Text:
---*---

Yes, yes, I know all this(I mean could anybody not see the monster cable elf thing going on?), but it doesn't change the fact any topic that covers D* and you link to dbstalk. I have no problem with the site I have an account there and post now and then. It's simply every other post you link to dbstalk. We all know it's there we don't need to be reminded every other post. It's one thing to refer somebody when they are talking about the HR20 or you've seen a topic that might answer somebody question or something.

I don't know if you guys are just trying to get a more active forum over there or what. The next step is going to be a sticky saying any mention of the word D* or Directv is to be done off site. This is a High Def D* Tivo forum. People were talking about a issue that directly affects HR10 users and you link to a another forum as if this discussion should be done there or something.

Like I said Earl your the man, Dbstalk is a good forum, but you could have easily refereed people to the HDTV Programing thread on avs. It has over 30 more posts as of 12pm Central. I'm not trying to be mean or anything else. I'm just saying it would be nice if you could dial back the dbstalk stuff some. I don't know of a place on this forum where people don't try to redirect somebody somewhere. People are trying there best to discuss things in there proper "forum" and having 20 separate forum rooms on TCF, 34 on dbstalk, and 86(to my count) on avs isn't helping. The same thing could be discussed in 3 or 4 different forums. Just let people chat with out promoting or redirecting to another site. I don't care if it's all owned by the same guy so he still gets all the cash. I care about people being able to go on a community website and discuss with that community about something that effects said community. So I'll repeat myself to all the Earl lover out there. I'm not attacking earl. I like earl he has worked very hard to build up the rep he has on all these forums. He deserves a pat on the back for everything he has done, but he's quickly becoming the next "HEAD ONE, APPLY DIRECTLY TO THE FOREHEAD, HEAD ON, APPLY DIRECTLY TO THE FOREHEAD" but his tag is "HEAD ON OVER TO DBSTALK, HEAD ON OVER TO DBSTALK, HEAD ON OVER TO DBSTALK".


----------



## ebonovic (Jul 24, 2001)

I know you are not attacking me...

Other then for the DVR+ conversations (where I do redirect regularrly), I think this is one of the very few times I have posted a discussion re-direct to dbstalk... (Excluding reviews, and reference links)

---*---

Data extract:

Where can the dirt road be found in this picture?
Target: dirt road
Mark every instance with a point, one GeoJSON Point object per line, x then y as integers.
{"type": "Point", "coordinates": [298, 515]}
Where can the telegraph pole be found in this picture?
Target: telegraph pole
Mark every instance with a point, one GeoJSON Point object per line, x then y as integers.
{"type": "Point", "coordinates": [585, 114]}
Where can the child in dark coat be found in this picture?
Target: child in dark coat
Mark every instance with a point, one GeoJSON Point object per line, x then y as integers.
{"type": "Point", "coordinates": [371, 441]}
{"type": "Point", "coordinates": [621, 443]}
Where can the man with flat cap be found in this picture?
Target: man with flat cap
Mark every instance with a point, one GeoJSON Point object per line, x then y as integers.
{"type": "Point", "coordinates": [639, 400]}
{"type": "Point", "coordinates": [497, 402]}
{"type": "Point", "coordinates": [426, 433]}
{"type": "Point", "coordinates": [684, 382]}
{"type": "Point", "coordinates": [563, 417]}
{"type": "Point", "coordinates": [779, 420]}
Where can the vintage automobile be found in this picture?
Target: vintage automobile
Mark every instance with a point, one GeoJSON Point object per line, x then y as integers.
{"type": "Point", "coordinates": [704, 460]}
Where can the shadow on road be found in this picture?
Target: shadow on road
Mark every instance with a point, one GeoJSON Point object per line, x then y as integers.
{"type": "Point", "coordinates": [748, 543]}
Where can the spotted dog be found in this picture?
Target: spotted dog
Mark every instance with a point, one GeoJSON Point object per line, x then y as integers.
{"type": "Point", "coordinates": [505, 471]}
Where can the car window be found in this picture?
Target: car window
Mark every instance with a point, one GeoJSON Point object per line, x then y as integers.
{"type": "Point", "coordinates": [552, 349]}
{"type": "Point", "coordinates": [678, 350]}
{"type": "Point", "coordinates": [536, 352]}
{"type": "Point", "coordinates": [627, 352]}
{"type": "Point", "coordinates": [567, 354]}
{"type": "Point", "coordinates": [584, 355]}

---*---

Instruction: Reproduce the stretch of the forum thread above from "I know you are" through "and reference links)", without changing a character.

Completed exercise:
I know you are not attacking me...

Other then for the DVR+ conversations (where I do redirect regularrly), I think this is one of the very few times I have posted a discussion re-direct to dbstalk... (Excluding reviews, and reference links)